— start of PASSAGE TO READ —

Shadowcliff has been stewarded by many wonderful and gifted people over its 65+ year history. Last month, we said goodbye one of those special people – Walt Friesen. The Friesen family have been dear friends, guests, and volunteers at Shadowcliff for multiple generations, but it started with Walt. In fact, if you’ve ever participated in Volunteer Weekend at Shadowcliff, then you’ve experienced the enduring legacy of Walt!
Below is some information as well as some written memories, contributed by Randal Friesen, Terry Woodbury, and Bob Mann. If you have stories or memories of Walt to share, we’d love to hear from you! You can email [email protected] or share photos/memories on our Shadowcliff Facebook page.
Walter S. Friesen, long-time friend and participant at Shadowcliff, died on Saturday, August 26th at Schowalter Villa in Hesston, Kansas.
Walt first helped at Shadowcliff with friend and Founder Warren Rempel, laying foundation block for The Rempel Lodge in 1961 and had his family and extended families there many times over the decades to work building Shadowcliff and to relax and play there. In 1977 he and Warren worked out a work/play arrangement for Walt to bring a group up over Memorial Day weekend to work helping open Shadowcliff in exchange for a play weekend over Labor Day. In modified form that tradition carries on today.
A memorial service will be held on Saturday, September 23rd, at 11 AM at the Whitestone Mennonite Church in Hesston Kansas, followed by a light lunch and sharing (and probably some music!)
There will also be a visitation time on Friday evening the 22nd from 6 PM to 8 PM, also at Whitestone.

— end of PASSAGE TO READ —
— start of STORED ROWS —

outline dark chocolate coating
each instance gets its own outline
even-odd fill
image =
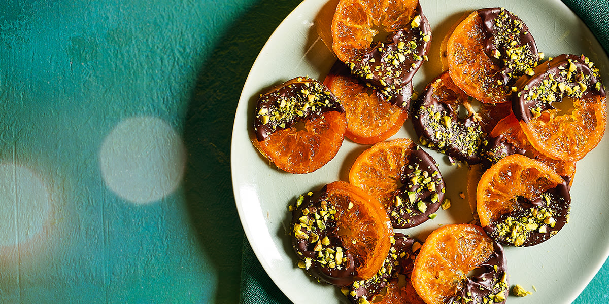
[[[400,177],[403,185],[395,193],[395,197],[399,197],[401,203],[396,204],[396,198],[387,206],[387,215],[395,228],[410,228],[428,221],[431,215],[438,211],[444,200],[444,179],[433,157],[417,147],[416,150],[410,151],[407,159]],[[413,179],[417,180],[416,183]],[[427,179],[429,181],[426,181]],[[412,194],[409,195],[409,193]],[[424,204],[424,211],[420,209],[420,202]]]
[[[474,272],[477,274],[465,278],[463,282],[463,288],[459,291],[458,294],[446,299],[445,303],[478,304],[505,302],[505,300],[496,302],[492,300],[485,302],[482,300],[485,297],[488,298],[489,295],[496,295],[501,291],[502,291],[505,299],[507,299],[509,291],[507,286],[509,286],[506,273],[507,262],[504,254],[503,247],[493,241],[493,247],[495,250],[491,254],[490,258],[476,267],[476,271]],[[496,266],[496,269],[495,266]],[[502,282],[504,276],[505,276],[505,282],[498,285],[498,283]],[[463,299],[465,299],[471,300],[463,300]]]
[[[496,137],[489,136],[487,137],[485,142],[486,144],[482,145],[483,149],[481,152],[480,156],[482,167],[485,170],[496,164],[502,158],[513,154],[519,154],[533,159],[539,159],[535,154],[527,150],[532,148],[530,146],[527,147],[527,148],[515,147],[509,142],[503,135]],[[569,175],[561,175],[560,177],[563,178],[563,179],[566,182],[567,190],[571,190],[569,184],[572,178]]]
[[[302,202],[300,206],[297,204],[297,207],[292,212],[292,221],[290,227],[294,227],[295,225],[298,224],[300,218],[302,216],[307,216],[308,218],[312,218],[312,215],[316,212],[323,210],[323,204],[328,196],[327,185],[324,186],[319,191],[309,192],[302,196]],[[299,198],[299,200],[300,199]],[[303,210],[308,210],[307,215],[304,214]],[[356,267],[359,265],[355,264],[353,255],[347,250],[343,244],[342,240],[339,237],[339,227],[335,219],[329,218],[325,220],[323,223],[325,226],[325,229],[320,229],[316,225],[312,225],[311,230],[307,232],[304,227],[300,229],[301,232],[307,232],[309,238],[300,239],[295,237],[292,229],[292,241],[294,251],[298,256],[298,258],[303,261],[306,259],[311,259],[310,267],[307,269],[307,271],[311,275],[317,278],[320,281],[325,282],[338,286],[343,286],[351,284],[357,278],[357,271]],[[314,233],[317,236],[317,240],[314,242],[311,241],[311,238]],[[327,237],[329,240],[329,244],[324,245],[326,248],[336,248],[340,247],[343,249],[343,256],[347,258],[347,261],[342,263],[340,268],[339,267],[329,267],[329,264],[324,265],[319,261],[319,254],[320,251],[316,251],[315,247],[317,245],[318,241],[321,241],[325,237]],[[323,251],[323,250],[322,250]]]
[[[385,271],[377,273],[368,280],[357,282],[357,287],[354,284],[349,285],[347,297],[353,304],[359,304],[360,299],[364,297],[368,302],[371,301],[374,297],[380,294],[389,280],[398,280],[400,274],[410,277],[419,249],[417,248],[413,252],[412,245],[417,242],[423,244],[423,242],[400,232],[396,233],[393,238],[395,244],[392,245],[392,249],[383,264]],[[403,254],[404,256],[401,257]],[[351,292],[354,292],[354,295]]]
[[[398,93],[410,82],[423,61],[423,55],[429,50],[431,27],[423,14],[420,3],[417,6],[415,17],[420,24],[413,27],[412,22],[405,28],[390,35],[387,44],[379,43],[361,58],[347,63],[353,74],[371,83],[387,95],[404,95]],[[423,37],[428,36],[426,41]],[[397,103],[395,103],[397,104]]]
[[[435,91],[441,87],[445,91],[454,92],[450,87],[445,86],[443,82],[436,83],[436,80],[441,77],[442,75],[428,84],[419,98],[413,103],[410,111],[415,131],[420,141],[430,149],[470,165],[477,164],[480,162],[480,146],[486,134],[473,116],[459,118],[459,105],[438,99],[457,95],[435,94]],[[443,120],[444,116],[449,118],[450,128]]]
[[[491,165],[508,155],[513,154],[524,155],[527,153],[526,150],[515,147],[512,143],[509,142],[503,135],[487,137],[486,145],[483,145],[482,147],[481,159],[485,169],[490,168]]]
[[[523,197],[517,198],[518,204],[516,207],[509,213],[502,214],[496,220],[493,221],[487,227],[484,227],[488,236],[502,244],[521,247],[527,247],[536,245],[547,240],[555,235],[565,226],[569,218],[571,209],[571,195],[567,182],[563,182],[554,188],[547,189],[542,194],[547,198],[541,196],[530,200]],[[543,210],[549,212],[552,219],[555,221],[554,227],[549,223],[544,221],[547,218],[543,215]],[[537,210],[537,211],[533,211]],[[512,228],[510,225],[505,224],[505,221],[523,223],[523,219],[532,219],[532,224],[538,225],[538,228],[525,229],[526,233],[522,234],[524,238],[522,244],[515,241],[515,238],[512,236]],[[541,226],[545,227],[545,232],[540,232]],[[520,235],[519,234],[518,235]]]
[[[512,95],[512,108],[516,118],[529,122],[535,117],[533,111],[539,112],[555,109],[552,103],[561,102],[566,96],[576,99],[605,96],[604,86],[597,86],[597,83],[600,83],[598,69],[586,61],[590,63],[583,55],[563,54],[538,66],[532,76],[521,77],[516,83],[519,91]],[[569,72],[572,63],[576,69]],[[568,89],[560,89],[560,84],[569,88],[583,84],[586,88],[569,93]]]
[[[410,100],[412,97],[412,81],[407,83],[401,89],[390,92],[392,95],[387,95],[377,88],[371,86],[370,83],[367,83],[357,77],[353,76],[351,70],[349,69],[349,67],[340,60],[337,60],[334,63],[334,64],[332,66],[332,68],[328,73],[328,76],[331,75],[353,77],[353,80],[357,81],[361,85],[368,86],[370,89],[373,90],[374,94],[379,99],[385,100],[406,111],[408,111],[410,108]]]
[[[254,118],[256,138],[261,142],[273,132],[290,128],[298,121],[333,111],[345,112],[340,102],[326,86],[314,79],[294,78],[260,96]]]
[[[500,67],[495,77],[502,85],[512,86],[527,68],[535,66],[539,60],[535,39],[526,24],[505,9],[484,9],[477,12],[482,21],[485,52]],[[514,59],[512,54],[517,55]]]

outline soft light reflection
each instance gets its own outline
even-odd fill
[[[99,152],[106,185],[127,201],[146,204],[172,193],[184,174],[180,136],[163,119],[130,118],[108,134]]]
[[[20,262],[43,251],[52,221],[51,195],[33,171],[0,164],[0,258]]]
[[[248,230],[248,238],[254,238],[250,240],[250,244],[255,250],[258,249],[257,254],[262,254],[261,257],[267,262],[281,260],[277,246],[273,243],[273,238],[265,221],[266,217],[264,215],[260,199],[258,198],[256,189],[250,185],[242,185],[239,189],[241,205],[245,216],[244,227]]]

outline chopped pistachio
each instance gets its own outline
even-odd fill
[[[512,288],[512,294],[516,297],[525,297],[533,293],[530,291],[527,291],[523,286],[516,284]]]

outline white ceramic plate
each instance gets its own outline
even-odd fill
[[[233,185],[237,209],[245,234],[258,260],[280,289],[294,302],[347,303],[338,288],[320,284],[296,266],[295,254],[286,229],[289,204],[300,194],[320,188],[336,180],[348,181],[355,157],[369,146],[345,139],[334,159],[309,174],[292,174],[269,165],[250,142],[254,107],[266,88],[299,75],[323,80],[334,58],[318,36],[315,16],[327,0],[305,0],[280,25],[260,52],[250,72],[235,116],[231,146]],[[609,80],[607,55],[588,28],[558,0],[421,0],[432,27],[430,61],[415,75],[415,89],[440,74],[439,44],[448,29],[463,13],[502,6],[529,26],[541,52],[547,56],[584,54]],[[468,2],[468,4],[464,2]],[[414,139],[410,120],[392,138]],[[571,220],[549,240],[528,248],[506,247],[510,283],[532,291],[532,295],[509,302],[571,303],[593,278],[609,255],[609,151],[607,136],[577,163],[573,187]],[[429,150],[427,150],[429,151]],[[406,232],[424,240],[438,226],[471,219],[465,192],[465,166],[451,166],[446,157],[430,154],[440,162],[446,181],[446,197],[452,206],[438,216]]]

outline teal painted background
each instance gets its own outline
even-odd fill
[[[242,257],[230,136],[299,2],[0,2],[0,303],[236,303],[242,258],[277,294]]]

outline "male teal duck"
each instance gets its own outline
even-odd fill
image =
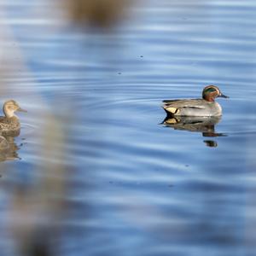
[[[19,131],[20,124],[19,118],[15,114],[15,112],[26,112],[22,109],[19,104],[14,101],[9,100],[4,102],[3,112],[5,116],[0,117],[0,132],[3,134]]]
[[[228,98],[217,86],[208,85],[202,91],[202,99],[166,100],[163,108],[172,116],[221,116],[217,97]]]

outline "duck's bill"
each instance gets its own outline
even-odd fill
[[[220,97],[220,98],[225,98],[225,99],[229,98],[229,96],[225,96],[225,95],[224,95],[222,93],[218,96],[218,97]]]
[[[23,109],[23,108],[19,108],[18,109],[17,109],[17,111],[19,111],[19,112],[27,112],[26,109]]]

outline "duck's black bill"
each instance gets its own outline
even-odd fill
[[[224,95],[224,94],[220,94],[220,95],[218,96],[218,97],[219,97],[219,98],[225,98],[225,99],[228,99],[228,98],[229,98],[229,96],[225,96],[225,95]]]

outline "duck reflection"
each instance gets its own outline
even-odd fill
[[[162,124],[174,130],[201,132],[202,137],[215,137],[226,136],[224,133],[215,132],[215,125],[221,120],[220,116],[213,117],[187,117],[166,116]],[[217,147],[214,140],[205,140],[207,147]]]
[[[20,147],[15,142],[15,137],[20,135],[20,130],[3,132],[0,136],[0,161],[20,159],[17,151]]]

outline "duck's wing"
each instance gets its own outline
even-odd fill
[[[192,111],[197,109],[200,112],[205,108],[202,104],[201,99],[193,99],[193,100],[171,100],[163,101],[163,108],[167,113],[177,114],[177,115],[190,115]]]
[[[193,100],[165,100],[163,101],[164,107],[173,107],[176,108],[204,108],[201,103],[201,99]]]

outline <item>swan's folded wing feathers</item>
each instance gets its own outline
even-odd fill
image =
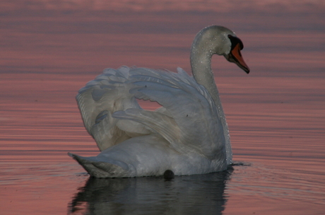
[[[176,147],[178,145],[177,143],[179,143],[179,127],[173,118],[165,114],[131,108],[125,111],[117,111],[112,115],[112,117],[140,122],[148,127],[153,132],[160,134],[173,146]],[[120,129],[123,129],[122,127]]]
[[[218,137],[216,132],[211,132],[215,131],[217,122],[211,119],[217,118],[218,114],[206,90],[190,79],[186,82],[179,81],[177,84],[174,83],[175,79],[172,83],[168,79],[165,82],[156,80],[153,82],[153,79],[143,76],[141,80],[134,84],[142,88],[135,88],[130,92],[137,98],[156,101],[165,107],[179,127],[181,142],[208,157],[213,156],[215,141]]]

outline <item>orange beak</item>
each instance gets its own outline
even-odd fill
[[[238,43],[236,46],[231,50],[230,53],[225,57],[227,60],[230,62],[235,63],[240,68],[246,71],[247,74],[249,73],[249,68],[247,64],[246,64],[244,59],[242,57],[240,53],[240,46]]]

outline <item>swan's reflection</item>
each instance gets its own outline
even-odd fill
[[[206,175],[162,178],[90,178],[73,197],[70,214],[221,214],[233,169]]]

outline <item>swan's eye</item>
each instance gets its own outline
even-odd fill
[[[240,50],[244,48],[244,45],[242,44],[242,40],[240,38],[234,37],[231,35],[228,35],[228,38],[230,40],[231,42],[231,50],[232,50],[237,44],[240,45]]]

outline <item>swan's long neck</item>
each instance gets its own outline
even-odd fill
[[[190,58],[191,70],[196,82],[208,90],[215,105],[221,106],[219,93],[211,69],[211,57],[215,52],[208,41],[211,40],[208,38],[211,36],[208,37],[206,35],[206,31],[201,32],[193,42]]]
[[[214,42],[211,42],[212,40]],[[198,83],[203,86],[208,90],[217,106],[219,120],[223,128],[227,164],[229,165],[232,163],[232,152],[228,126],[211,69],[212,55],[213,54],[220,54],[220,52],[224,52],[224,47],[222,45],[222,40],[216,37],[215,34],[213,35],[212,31],[209,29],[204,29],[196,35],[193,42],[190,59],[193,76]]]

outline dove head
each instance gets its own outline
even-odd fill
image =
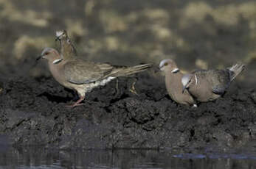
[[[45,48],[37,60],[41,58],[47,60],[49,64],[57,64],[63,60],[58,51],[52,48]]]
[[[55,35],[55,40],[60,40],[63,38],[68,37],[68,33],[66,32],[66,30],[56,31]]]
[[[159,69],[162,71],[170,71],[173,73],[179,71],[175,62],[170,59],[165,59],[162,60],[159,64]]]
[[[192,74],[185,74],[183,76],[182,79],[181,79],[181,83],[183,85],[183,90],[182,90],[182,93],[184,93],[184,91],[187,89],[188,87],[190,87],[190,85],[193,83],[193,76]]]

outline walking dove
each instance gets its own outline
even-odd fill
[[[183,91],[186,89],[198,101],[212,101],[229,88],[230,82],[244,69],[236,64],[224,70],[198,70],[182,77]]]
[[[159,69],[165,72],[165,85],[170,98],[179,104],[197,107],[190,93],[187,91],[182,92],[183,73],[175,62],[170,59],[163,60],[159,64]]]
[[[49,71],[53,77],[63,86],[76,90],[80,99],[71,107],[80,105],[86,93],[97,86],[105,85],[119,76],[128,76],[150,68],[151,64],[133,67],[111,65],[108,63],[95,63],[79,58],[63,59],[57,50],[46,48],[38,60],[48,60]]]
[[[60,43],[60,54],[64,60],[72,60],[77,57],[77,51],[66,30],[57,31],[55,40]]]

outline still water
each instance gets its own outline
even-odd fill
[[[188,154],[171,151],[54,151],[0,148],[0,168],[252,169],[256,154]]]

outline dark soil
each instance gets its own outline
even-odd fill
[[[52,78],[1,79],[0,139],[15,146],[75,148],[246,148],[256,151],[256,91],[232,84],[224,97],[198,108],[178,105],[147,73],[75,96]]]

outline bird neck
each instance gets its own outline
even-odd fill
[[[66,40],[63,40],[61,43],[61,54],[64,59],[69,59],[77,55],[77,51],[71,43],[68,43]]]
[[[171,71],[165,72],[165,84],[167,86],[173,86],[176,84],[181,84],[183,73],[181,72],[172,73]]]

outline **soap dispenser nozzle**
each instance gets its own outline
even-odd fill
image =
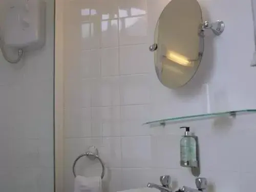
[[[185,136],[187,136],[189,135],[189,126],[182,126],[180,129],[185,129],[186,131],[185,132]]]

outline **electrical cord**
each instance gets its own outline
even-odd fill
[[[4,48],[4,42],[3,42],[1,38],[0,49],[1,49],[3,56],[4,56],[4,58],[5,59],[5,60],[12,64],[17,63],[19,62],[19,61],[22,59],[22,57],[24,55],[24,52],[23,51],[23,50],[22,49],[19,49],[17,52],[18,58],[15,60],[9,58],[7,56],[7,54],[6,54],[6,52],[5,51]]]

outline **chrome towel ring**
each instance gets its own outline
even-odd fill
[[[95,147],[94,147],[93,146],[92,147],[94,148],[94,150],[95,150],[95,153],[93,153],[91,152],[86,152],[84,154],[83,154],[79,155],[74,161],[74,163],[73,164],[73,173],[74,176],[75,177],[76,177],[76,172],[75,172],[76,164],[77,161],[80,158],[81,158],[81,157],[84,157],[84,156],[87,156],[91,160],[94,160],[95,158],[98,159],[99,161],[100,162],[100,164],[101,164],[101,166],[102,167],[102,173],[101,174],[101,179],[102,179],[104,177],[104,175],[105,175],[105,166],[104,165],[104,163],[101,160],[101,159],[100,159],[99,158],[99,157],[98,155],[98,150]]]

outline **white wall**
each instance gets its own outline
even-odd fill
[[[201,174],[211,191],[253,187],[255,115],[168,124],[147,120],[256,106],[256,68],[250,68],[253,34],[250,0],[200,0],[204,19],[223,20],[219,37],[208,34],[196,76],[178,91],[155,74],[154,30],[167,0],[66,1],[65,10],[65,186],[73,190],[74,160],[94,145],[109,168],[110,191],[159,183],[169,174],[176,189],[195,187],[179,165],[182,125],[199,137]],[[91,16],[90,13],[91,13]],[[99,176],[86,158],[78,174]]]
[[[54,1],[47,8],[42,50],[14,65],[0,54],[1,191],[54,189]]]

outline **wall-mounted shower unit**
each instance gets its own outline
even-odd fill
[[[45,44],[46,3],[42,0],[16,1],[6,9],[1,26],[0,47],[8,61],[17,63],[25,52],[40,49]],[[14,51],[16,58],[11,58],[7,50]]]

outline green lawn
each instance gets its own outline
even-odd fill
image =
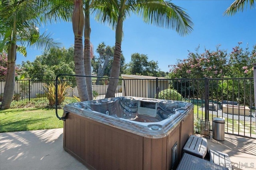
[[[58,113],[61,116],[63,110]],[[0,110],[0,133],[63,127],[55,109],[33,108]]]
[[[202,104],[198,105],[198,106],[196,104],[194,105],[194,125],[196,126],[196,121],[198,118],[198,115],[197,113],[198,112],[198,117],[199,119],[200,118],[202,118],[202,114],[203,114],[203,117],[204,117],[204,111],[202,111],[202,110],[199,110],[199,108],[200,107],[202,107]],[[253,111],[254,111],[254,110],[253,110]],[[214,117],[216,117],[216,115],[214,115]],[[211,124],[211,128],[212,127],[212,115],[210,113],[209,115],[209,119],[210,121],[210,123]],[[228,121],[228,122],[226,121]],[[250,125],[249,122],[245,122],[244,121],[242,121],[241,120],[240,121],[238,121],[238,120],[232,120],[232,119],[228,119],[228,120],[226,118],[225,119],[225,121],[226,122],[225,123],[225,131],[226,131],[228,127],[228,132],[232,133],[234,132],[234,133],[238,133],[238,132],[239,132],[239,134],[243,134],[244,133],[244,129],[245,128],[247,130],[247,131],[246,131],[246,133],[250,133],[250,131],[248,130],[250,129],[250,126],[251,126],[252,127],[251,133],[252,134],[255,134],[256,133],[255,132],[255,125],[256,124],[256,122],[252,122],[251,125]],[[240,123],[240,124],[239,123]],[[227,127],[227,126],[228,126]]]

— end of STORED ROWS —

In the Shadowcliff tribute to Walt Friesen, what did Walt and Warren arrange in 1977?

• RESULT: Walt would bring a group to help open Shadowcliff over Memorial Day weekend in exchange for a play weekend over Labor Day.